• **WHAT IS EXPECTED**: Select every line in the records below that contains the word "cross" and copy each one. Case counts.

• **Extracts from a box-labeled dataset**:
:::::

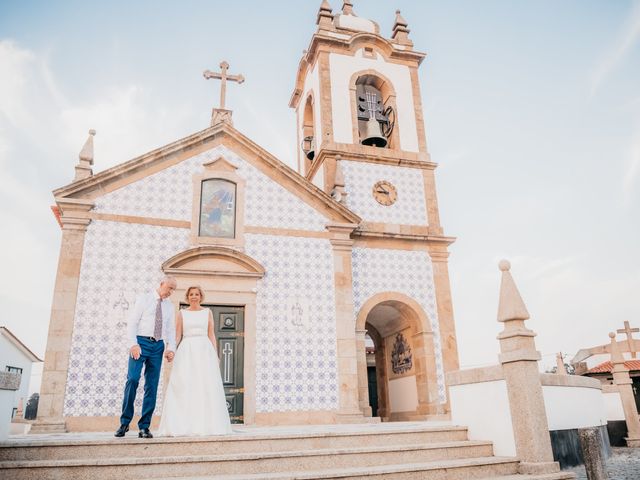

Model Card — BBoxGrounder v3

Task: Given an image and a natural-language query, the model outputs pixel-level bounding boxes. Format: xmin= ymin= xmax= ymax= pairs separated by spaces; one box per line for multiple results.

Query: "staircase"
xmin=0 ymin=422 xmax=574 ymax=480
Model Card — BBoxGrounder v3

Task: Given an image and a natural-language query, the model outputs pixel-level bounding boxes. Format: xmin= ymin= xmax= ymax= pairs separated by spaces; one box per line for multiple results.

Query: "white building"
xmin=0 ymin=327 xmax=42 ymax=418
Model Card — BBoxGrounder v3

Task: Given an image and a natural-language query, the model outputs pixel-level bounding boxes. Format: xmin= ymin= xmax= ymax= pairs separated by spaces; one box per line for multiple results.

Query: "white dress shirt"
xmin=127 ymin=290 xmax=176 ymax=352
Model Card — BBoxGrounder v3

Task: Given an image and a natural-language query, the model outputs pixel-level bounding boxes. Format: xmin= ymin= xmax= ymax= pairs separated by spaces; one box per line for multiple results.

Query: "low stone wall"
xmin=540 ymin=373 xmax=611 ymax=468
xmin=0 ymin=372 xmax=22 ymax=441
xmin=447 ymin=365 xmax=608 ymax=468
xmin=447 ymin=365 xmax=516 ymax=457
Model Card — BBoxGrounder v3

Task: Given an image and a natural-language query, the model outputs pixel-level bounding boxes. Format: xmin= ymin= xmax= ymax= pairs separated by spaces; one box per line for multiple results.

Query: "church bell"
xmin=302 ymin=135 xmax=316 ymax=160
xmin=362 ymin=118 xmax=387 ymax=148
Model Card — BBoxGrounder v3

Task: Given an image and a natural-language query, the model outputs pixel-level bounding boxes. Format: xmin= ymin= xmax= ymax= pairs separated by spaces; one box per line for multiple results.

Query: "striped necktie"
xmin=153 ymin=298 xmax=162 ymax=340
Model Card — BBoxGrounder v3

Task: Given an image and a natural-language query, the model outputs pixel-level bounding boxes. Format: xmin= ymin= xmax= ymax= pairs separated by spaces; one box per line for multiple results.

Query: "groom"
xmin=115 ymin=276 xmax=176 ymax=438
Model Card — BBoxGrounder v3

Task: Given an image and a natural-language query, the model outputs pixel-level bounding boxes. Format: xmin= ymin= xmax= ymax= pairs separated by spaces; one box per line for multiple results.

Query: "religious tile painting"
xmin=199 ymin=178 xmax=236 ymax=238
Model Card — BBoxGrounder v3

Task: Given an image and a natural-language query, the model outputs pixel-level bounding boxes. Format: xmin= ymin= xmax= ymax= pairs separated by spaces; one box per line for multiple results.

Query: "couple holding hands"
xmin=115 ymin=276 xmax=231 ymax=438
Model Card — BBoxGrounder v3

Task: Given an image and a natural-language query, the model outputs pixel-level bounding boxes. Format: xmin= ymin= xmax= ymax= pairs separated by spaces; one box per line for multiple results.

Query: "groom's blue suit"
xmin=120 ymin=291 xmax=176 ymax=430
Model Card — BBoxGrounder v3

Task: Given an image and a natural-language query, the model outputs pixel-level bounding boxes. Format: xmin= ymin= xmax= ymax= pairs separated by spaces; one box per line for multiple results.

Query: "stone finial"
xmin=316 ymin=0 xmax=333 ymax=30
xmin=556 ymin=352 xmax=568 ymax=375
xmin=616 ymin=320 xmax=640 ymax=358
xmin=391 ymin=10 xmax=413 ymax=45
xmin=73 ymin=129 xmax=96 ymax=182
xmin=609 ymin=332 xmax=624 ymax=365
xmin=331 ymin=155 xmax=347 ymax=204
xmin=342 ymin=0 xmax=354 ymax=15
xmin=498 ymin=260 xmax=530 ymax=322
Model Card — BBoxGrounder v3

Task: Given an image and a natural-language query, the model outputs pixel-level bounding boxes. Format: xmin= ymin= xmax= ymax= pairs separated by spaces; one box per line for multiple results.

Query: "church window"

:::::

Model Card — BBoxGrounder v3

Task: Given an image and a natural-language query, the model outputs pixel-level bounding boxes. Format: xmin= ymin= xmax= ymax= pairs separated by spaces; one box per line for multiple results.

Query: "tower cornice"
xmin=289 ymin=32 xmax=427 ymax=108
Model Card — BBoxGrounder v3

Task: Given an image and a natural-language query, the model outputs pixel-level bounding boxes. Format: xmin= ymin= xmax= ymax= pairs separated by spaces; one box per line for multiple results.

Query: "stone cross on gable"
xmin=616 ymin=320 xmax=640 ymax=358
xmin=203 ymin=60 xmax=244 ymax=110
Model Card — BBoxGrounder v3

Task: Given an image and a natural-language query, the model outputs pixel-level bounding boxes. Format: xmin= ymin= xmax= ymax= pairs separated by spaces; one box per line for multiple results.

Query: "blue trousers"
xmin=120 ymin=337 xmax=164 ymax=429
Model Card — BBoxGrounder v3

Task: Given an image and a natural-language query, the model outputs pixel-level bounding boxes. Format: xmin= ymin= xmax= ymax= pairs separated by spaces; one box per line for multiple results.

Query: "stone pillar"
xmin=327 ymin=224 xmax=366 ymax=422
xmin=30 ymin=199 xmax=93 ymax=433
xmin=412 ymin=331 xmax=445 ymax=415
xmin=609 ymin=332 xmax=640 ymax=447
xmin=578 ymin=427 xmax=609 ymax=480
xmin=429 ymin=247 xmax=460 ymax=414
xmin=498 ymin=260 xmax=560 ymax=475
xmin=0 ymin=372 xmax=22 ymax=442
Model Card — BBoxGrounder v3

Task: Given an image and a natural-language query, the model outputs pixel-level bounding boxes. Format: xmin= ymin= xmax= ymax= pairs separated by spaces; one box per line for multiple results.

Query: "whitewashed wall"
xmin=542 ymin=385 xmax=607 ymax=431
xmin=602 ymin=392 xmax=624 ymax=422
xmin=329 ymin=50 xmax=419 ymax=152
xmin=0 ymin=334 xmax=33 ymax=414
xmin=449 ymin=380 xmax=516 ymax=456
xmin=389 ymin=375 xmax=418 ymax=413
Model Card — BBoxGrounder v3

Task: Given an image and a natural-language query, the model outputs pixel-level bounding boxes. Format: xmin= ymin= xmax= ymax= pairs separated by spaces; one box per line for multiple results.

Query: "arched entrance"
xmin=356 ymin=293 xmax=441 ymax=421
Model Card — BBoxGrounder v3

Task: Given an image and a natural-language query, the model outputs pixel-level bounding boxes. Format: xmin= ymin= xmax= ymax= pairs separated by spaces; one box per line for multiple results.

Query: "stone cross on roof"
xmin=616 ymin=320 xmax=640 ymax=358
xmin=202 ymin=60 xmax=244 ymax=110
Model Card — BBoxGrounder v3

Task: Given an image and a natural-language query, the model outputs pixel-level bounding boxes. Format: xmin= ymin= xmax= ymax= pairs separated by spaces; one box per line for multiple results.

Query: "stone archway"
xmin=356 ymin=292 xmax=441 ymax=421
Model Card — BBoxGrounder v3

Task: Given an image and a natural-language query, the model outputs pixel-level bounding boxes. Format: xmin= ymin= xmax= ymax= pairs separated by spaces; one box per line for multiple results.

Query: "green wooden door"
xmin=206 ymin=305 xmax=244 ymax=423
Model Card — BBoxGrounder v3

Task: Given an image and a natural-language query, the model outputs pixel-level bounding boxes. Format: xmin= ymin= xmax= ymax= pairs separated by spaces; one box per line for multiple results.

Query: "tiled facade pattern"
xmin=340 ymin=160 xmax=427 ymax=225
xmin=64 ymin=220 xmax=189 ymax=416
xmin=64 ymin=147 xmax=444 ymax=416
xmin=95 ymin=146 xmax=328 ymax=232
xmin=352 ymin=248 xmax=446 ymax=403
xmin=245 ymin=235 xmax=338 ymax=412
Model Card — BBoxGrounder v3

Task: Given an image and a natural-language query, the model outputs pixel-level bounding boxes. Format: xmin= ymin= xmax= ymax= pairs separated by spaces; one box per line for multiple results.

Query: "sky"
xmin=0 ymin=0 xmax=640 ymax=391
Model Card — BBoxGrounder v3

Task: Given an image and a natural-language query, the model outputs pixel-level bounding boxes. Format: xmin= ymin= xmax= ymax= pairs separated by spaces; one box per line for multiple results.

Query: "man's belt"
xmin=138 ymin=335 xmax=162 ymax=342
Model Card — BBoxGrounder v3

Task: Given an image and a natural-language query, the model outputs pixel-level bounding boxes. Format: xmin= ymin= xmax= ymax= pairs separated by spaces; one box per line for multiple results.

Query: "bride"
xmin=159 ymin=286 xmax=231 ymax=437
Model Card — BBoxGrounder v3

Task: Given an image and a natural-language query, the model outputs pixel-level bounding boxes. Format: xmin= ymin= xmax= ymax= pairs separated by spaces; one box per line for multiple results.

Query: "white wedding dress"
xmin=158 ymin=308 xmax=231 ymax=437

:::::

• **WRITTEN REPLY**:
Query: "stone cross on gable"
Query: "stone cross on roof"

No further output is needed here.